TASKS TO PERFORM -
[1] Write out the part of the beekeeping forum thread that runs from "## orthoman (Feb" up to and including "better quality control.".
[2] Show every line of the entries that contains the string "bright", taking case into account.

To directly answer the question, anything out of tolerance that makes you or your bees work harder for the same end result is the start of something not tolerable.


----------



## jwcarlson (Feb 14, 2014)

The budget boxes from Mann Lake aren't perfect. My homemade boxes aren't perfect. But Mann Lake's deeps are cheaper than 1x12" lumber. So... 

I haven't purchased much bee equipment from anywhere other than Mann Lake and I have typically always purchased the "budget" boxes. They are not perfect (like I said), but I've yet to have any that are unusable.
They seem to flatten out once they're on a hive, I don't notice any major propolis pockets when working them, so my assumption is that they sat down.


----------



## FlowerPlanter (Aug 3, 2011)

Do you think the weight from a heavy hive will flatten it?

>ants and other insects can enter.

They can enter through the front door too, it's the bee's job to chase them out.


----------



## orthoman (Feb 23, 2013)

I only buy budget or commercial boxes when I am cutting them up to make deeper feeding or spacing rims. Otherwise, I buy the select or whatever they claim there best quality lumber is. 

In this case, the bottom boards didn't come from Mann Lake. Mann Lake isn't perfect but seem to have some of the better quality control.

In this case, the bottom boards that I purchased have a Dado cut into the sides to accept the bottom boards. The end pieces are 3/4" pieces nailed to the bottom board to complete the rim. The Dado is too wide so the bottom settles down too low so when the 3/4 end piece is below the level of the sides. 

Yes, I could and have made my own boxes before. I would make everything if I had the time.


----------



## Nabber86 (Apr 15, 2009)

I probably put together 20 supers from kits that I bought on-line during the first couple of years when I started. All of them went together perfectly. The third spring I ordered another 10 kits, put them together, painted them, and stored them in the shed. Later in the spring when the flow really got going, I took a couple of supers out of the shed and tried to put them on my existing hives. They didn't fit! I was astounded because at this point I thought I was a pro. I mean I had assembled 30 supers in three years; surely that made me an expert. No matter how much I fiddled around with them, I just couldn't get the sides to line up and there was a 1/2" to 2/4" gap at the corners; a _horizontal_ gap. :doh: 

Not only was I a newby beekeeper, I was a newby wood worker. Somehow I had managed to put together the first 20 supers square, without the use of a square. I put the last set of 10 together without a square as well. I didn't even think of it. I didn't need one before, why would I use one now? Luckily 2 of the supers were salvageable as they had a very slight gap that the bees could easily patch.


----------



## DirtyLittleSecret (Sep 10, 2014)

orthoman said:


> Am I being too critical and are my expectations too high for what I expect in terms of quality in the product? Should I send them back?


Call them. If its who we expect it is they'll make you right. I went a little crazy during the "black friday" sales on some budget boxes and had a few blow out. Called them and they shipped me spare sets to make me whole. Never had any issues with customer service. "budget" should only refer to quality of the wood and should have nothing to do with dimensions or subpar design. Saying that, I wont be buying the "budget" boxes in the future. Well worth the extra $'s to go with commercial-grade. Boxes and frames arent worth the time & $ to build yourself. Its the accessories, bottoms and lids where a tablesaw quickly pays for itself.

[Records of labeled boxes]
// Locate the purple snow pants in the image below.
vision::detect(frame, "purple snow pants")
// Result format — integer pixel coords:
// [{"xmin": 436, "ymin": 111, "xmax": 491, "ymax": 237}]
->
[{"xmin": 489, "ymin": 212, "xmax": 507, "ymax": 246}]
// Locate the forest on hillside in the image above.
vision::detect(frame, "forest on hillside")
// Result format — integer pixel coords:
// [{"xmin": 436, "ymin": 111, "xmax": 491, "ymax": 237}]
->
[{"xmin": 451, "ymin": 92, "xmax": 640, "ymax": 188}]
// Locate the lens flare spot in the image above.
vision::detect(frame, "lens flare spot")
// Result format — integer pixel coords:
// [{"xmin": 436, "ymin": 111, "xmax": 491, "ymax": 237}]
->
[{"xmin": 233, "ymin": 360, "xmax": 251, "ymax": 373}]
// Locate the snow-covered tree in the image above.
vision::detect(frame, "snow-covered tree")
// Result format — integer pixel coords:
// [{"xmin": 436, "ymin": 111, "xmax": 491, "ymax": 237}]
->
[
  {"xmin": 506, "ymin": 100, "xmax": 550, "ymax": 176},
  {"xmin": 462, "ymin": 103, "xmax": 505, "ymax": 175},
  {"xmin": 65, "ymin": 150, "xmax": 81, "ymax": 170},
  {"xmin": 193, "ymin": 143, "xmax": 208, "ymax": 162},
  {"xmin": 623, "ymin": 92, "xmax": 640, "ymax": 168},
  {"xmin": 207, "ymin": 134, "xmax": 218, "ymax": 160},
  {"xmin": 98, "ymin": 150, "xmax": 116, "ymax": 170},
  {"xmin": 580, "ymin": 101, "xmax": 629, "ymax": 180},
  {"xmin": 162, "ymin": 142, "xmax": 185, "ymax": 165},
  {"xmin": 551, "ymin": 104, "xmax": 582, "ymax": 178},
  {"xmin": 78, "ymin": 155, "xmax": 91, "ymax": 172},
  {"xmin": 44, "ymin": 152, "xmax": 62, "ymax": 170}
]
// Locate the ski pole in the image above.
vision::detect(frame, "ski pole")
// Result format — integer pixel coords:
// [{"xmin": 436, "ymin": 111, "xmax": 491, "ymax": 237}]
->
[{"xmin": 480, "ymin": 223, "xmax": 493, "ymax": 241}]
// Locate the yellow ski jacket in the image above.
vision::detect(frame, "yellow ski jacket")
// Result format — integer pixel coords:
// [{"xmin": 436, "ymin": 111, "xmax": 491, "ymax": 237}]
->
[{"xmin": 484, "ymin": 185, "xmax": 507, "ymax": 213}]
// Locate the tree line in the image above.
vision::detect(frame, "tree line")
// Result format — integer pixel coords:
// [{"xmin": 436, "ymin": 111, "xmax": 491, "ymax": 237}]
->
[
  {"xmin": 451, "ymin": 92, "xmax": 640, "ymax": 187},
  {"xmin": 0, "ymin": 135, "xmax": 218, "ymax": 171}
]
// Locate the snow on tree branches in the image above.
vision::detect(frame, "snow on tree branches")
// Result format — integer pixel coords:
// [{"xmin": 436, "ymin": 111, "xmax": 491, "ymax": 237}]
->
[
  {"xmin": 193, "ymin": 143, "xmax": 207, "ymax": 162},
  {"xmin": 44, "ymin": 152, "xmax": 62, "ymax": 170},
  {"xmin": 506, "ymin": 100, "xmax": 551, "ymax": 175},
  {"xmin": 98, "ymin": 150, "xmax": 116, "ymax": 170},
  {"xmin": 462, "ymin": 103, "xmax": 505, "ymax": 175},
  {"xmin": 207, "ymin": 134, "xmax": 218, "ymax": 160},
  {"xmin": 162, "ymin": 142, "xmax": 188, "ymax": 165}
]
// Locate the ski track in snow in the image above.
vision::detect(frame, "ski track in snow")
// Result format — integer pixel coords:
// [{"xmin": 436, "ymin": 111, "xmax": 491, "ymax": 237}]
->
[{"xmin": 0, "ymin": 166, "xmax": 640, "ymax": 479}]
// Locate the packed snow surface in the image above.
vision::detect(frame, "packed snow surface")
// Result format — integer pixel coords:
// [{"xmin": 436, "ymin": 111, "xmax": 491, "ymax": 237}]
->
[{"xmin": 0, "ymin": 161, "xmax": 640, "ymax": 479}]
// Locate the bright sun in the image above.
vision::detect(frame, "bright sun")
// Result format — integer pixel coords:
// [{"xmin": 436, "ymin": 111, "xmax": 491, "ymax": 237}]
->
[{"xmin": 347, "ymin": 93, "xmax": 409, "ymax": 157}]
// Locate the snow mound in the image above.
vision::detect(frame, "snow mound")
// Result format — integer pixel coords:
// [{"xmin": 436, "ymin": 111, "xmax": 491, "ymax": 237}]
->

THE ANSWERS -
[1]
## orthoman (Feb 23, 2013)

I only buy budget or commercial boxes when I am cutting them up to make deeper feeding or spacing rims. Otherwise, I buy the select or whatever they claim there best quality lumber is. 

In this case, the bottom boards didn't come from Mann Lake. Mann Lake isn't perfect but seem to have some of the better quality control.

[2]
// Locate the bright sun in the image above.
vision::detect(frame, "bright sun")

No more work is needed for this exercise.